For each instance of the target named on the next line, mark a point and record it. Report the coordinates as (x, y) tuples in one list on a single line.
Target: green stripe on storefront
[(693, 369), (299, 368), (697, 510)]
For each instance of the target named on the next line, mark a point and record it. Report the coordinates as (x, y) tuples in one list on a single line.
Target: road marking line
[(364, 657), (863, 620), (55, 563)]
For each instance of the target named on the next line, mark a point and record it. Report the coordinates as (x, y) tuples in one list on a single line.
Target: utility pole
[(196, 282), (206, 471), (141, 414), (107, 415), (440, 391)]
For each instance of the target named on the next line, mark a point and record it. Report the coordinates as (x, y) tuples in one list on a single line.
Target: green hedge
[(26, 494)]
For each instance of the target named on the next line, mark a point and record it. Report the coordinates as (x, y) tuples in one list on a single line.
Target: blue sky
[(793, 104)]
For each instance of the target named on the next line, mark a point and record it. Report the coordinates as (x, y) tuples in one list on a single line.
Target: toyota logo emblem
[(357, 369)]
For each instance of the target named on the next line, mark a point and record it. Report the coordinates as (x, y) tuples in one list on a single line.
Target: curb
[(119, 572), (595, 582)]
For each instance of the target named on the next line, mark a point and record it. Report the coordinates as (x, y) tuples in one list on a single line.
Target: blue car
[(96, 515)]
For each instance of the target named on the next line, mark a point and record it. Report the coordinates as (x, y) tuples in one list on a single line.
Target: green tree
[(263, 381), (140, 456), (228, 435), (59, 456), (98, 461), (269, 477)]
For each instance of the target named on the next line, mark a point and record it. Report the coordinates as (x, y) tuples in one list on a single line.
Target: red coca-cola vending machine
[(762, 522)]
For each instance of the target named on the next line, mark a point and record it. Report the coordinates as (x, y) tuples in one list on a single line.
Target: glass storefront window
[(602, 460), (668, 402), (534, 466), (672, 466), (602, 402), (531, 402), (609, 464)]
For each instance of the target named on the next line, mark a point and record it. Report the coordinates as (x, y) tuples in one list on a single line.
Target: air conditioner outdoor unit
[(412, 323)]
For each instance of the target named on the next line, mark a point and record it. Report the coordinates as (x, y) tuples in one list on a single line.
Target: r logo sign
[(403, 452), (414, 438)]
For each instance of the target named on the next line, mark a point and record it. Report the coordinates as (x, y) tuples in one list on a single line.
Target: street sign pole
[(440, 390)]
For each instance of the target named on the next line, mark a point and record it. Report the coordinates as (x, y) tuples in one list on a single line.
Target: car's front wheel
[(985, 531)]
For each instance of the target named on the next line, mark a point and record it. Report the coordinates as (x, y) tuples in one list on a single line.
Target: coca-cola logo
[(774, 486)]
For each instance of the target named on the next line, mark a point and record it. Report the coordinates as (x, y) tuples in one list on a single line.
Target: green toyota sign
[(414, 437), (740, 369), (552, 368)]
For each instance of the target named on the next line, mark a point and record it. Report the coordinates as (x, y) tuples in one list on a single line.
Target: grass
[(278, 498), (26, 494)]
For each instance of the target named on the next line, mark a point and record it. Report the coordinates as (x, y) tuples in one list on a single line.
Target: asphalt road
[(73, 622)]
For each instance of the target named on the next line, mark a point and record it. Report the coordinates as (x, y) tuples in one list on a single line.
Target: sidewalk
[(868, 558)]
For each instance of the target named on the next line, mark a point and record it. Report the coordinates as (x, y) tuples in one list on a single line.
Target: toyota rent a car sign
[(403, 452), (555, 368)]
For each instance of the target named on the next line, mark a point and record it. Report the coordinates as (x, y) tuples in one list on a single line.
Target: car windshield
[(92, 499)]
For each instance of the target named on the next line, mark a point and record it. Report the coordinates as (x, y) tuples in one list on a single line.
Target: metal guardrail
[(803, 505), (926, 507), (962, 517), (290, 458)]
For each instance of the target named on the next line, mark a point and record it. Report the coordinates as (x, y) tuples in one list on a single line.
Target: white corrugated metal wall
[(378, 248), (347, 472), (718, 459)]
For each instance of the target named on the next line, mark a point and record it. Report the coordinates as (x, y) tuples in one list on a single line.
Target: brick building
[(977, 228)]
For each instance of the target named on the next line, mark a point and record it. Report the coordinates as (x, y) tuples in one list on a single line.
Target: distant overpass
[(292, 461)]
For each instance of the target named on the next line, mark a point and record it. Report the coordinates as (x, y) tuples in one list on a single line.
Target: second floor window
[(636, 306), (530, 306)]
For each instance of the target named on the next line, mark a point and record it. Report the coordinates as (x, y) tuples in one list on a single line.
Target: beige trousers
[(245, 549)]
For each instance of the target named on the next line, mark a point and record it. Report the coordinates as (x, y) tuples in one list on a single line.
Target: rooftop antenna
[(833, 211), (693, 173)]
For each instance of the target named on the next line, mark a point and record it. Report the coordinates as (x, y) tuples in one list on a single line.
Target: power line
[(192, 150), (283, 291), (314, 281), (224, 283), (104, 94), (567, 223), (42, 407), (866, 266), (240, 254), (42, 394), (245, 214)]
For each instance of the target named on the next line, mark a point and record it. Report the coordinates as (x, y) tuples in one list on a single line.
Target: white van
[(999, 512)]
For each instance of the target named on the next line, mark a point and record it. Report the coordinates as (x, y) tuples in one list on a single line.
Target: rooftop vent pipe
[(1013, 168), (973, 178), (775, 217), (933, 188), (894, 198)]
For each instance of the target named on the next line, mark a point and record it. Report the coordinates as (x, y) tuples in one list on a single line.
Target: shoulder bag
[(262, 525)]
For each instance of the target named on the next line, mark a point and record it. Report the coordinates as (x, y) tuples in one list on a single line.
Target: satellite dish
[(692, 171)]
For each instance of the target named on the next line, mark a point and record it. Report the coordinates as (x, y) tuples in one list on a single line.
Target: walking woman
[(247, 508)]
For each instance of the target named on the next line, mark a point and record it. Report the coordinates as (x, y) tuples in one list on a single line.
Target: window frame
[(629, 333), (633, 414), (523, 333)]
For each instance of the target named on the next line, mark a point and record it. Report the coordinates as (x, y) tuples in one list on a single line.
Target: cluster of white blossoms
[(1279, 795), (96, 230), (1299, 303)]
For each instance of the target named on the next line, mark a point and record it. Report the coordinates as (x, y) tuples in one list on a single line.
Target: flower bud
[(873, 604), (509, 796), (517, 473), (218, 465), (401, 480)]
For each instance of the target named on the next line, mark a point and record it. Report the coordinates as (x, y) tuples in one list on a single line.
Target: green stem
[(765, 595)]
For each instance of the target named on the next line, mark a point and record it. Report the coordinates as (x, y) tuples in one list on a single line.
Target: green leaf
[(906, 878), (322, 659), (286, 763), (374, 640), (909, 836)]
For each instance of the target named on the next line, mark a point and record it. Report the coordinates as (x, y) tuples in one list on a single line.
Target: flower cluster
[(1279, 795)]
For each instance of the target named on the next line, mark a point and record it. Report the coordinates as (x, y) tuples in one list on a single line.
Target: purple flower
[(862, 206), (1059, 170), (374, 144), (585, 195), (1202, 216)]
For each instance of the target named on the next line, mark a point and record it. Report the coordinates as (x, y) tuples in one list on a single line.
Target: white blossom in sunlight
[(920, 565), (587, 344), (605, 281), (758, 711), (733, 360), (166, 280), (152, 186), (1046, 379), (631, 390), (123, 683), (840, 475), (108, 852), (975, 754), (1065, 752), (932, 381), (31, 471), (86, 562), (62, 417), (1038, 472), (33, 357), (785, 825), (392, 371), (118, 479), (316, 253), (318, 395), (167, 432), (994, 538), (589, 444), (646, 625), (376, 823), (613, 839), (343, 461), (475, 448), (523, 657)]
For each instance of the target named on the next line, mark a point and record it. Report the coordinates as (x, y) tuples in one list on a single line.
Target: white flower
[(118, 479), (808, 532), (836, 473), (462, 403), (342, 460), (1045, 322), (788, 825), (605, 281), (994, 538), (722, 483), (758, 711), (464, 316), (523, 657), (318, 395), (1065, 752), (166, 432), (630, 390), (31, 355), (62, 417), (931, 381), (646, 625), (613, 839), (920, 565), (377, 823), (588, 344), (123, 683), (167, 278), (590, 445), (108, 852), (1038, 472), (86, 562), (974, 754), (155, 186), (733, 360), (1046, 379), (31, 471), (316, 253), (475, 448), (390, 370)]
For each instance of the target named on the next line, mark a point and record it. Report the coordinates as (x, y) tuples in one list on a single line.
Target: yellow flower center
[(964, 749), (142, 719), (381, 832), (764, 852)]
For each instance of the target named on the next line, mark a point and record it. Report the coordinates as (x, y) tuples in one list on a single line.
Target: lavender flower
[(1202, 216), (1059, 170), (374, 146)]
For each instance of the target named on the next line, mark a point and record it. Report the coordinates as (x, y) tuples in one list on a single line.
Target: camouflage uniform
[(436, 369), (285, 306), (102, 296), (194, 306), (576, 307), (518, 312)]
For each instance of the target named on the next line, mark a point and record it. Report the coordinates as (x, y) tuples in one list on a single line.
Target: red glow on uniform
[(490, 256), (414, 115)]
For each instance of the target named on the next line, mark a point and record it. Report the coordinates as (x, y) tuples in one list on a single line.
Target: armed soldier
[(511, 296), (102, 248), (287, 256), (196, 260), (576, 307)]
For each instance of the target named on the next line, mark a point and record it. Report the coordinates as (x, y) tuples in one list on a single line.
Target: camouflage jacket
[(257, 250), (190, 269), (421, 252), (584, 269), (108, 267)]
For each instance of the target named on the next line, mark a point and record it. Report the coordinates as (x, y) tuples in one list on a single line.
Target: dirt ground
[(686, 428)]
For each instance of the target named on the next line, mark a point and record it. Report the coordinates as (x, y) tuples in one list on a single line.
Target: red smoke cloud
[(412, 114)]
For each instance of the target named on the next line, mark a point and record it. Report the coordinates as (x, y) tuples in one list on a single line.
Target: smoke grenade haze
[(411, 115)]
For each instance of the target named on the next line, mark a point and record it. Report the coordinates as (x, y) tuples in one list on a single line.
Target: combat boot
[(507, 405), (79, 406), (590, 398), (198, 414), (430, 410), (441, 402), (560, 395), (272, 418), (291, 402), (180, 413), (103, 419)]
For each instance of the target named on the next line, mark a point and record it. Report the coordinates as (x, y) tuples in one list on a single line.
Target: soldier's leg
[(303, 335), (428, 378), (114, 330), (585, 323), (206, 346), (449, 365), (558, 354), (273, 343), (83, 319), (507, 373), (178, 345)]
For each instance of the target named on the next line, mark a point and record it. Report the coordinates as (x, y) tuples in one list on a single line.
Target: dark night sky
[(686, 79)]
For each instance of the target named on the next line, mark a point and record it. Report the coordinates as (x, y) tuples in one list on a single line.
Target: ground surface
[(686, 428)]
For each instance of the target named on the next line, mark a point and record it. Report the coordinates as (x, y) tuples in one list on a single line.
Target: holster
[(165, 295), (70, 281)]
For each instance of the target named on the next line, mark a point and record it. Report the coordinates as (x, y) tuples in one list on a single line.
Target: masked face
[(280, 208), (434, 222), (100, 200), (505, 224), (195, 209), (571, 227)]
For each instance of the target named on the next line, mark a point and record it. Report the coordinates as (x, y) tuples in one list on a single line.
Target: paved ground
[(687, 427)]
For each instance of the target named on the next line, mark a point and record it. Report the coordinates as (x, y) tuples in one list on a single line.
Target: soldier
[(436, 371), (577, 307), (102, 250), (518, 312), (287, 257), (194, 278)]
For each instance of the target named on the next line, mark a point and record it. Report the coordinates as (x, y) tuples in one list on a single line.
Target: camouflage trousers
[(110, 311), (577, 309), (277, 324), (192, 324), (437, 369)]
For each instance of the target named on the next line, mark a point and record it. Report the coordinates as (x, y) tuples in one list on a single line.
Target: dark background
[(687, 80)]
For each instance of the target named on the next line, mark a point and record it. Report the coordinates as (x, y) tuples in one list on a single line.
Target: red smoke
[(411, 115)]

INSTRUCTION:
Display every line of the items above that contains the word "metal".

RESULT OF THE TASK:
Target: metal guardrail
Target: white corrugated metal wall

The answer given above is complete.